__ASSIGNMENT__
Write out exactly the lines from the one containing "Quick question about the photo above: is any rickshaw" through the last line of the records below, including both.

+++

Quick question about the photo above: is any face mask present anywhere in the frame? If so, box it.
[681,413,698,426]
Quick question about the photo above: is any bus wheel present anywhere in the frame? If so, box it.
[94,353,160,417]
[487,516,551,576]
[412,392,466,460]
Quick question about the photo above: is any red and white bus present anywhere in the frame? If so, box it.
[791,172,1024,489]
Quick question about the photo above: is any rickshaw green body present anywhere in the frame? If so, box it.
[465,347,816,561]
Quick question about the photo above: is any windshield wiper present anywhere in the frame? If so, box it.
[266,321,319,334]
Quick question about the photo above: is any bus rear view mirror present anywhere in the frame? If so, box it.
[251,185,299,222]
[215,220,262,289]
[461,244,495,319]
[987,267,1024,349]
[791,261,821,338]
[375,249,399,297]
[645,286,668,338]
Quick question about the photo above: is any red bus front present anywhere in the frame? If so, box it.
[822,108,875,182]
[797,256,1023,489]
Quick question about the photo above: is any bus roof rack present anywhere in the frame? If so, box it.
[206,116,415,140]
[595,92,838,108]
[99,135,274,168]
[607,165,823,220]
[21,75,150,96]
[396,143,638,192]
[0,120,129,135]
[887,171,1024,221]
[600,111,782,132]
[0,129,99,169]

+++

__TASK OUTPUT__
Quick question about the photo above: is any rickshaw green body present anywhere in the frame? If so, box it.
[465,347,816,561]
Quick question about the photo above: is any windshield wiper present anywhere in the frame? If so, box it.
[266,321,319,334]
Quick question about the photo above: is any bus rear view mirror present anywhere in the frame? If so, box it.
[251,185,299,222]
[215,220,262,289]
[461,244,495,319]
[987,267,1024,349]
[791,261,821,338]
[375,249,399,297]
[645,286,668,338]
Quick question about the photo above: is any red bus front present anywhere in the frame? If so, box it.
[822,108,875,182]
[797,256,1023,489]
Quick question about the photo above: is any bus roof rack present anywhere in the frame? If so, box it.
[206,116,415,140]
[595,92,838,108]
[99,135,274,168]
[607,165,823,220]
[21,75,150,96]
[396,143,638,192]
[0,120,129,135]
[887,171,1024,221]
[600,111,782,132]
[0,129,99,169]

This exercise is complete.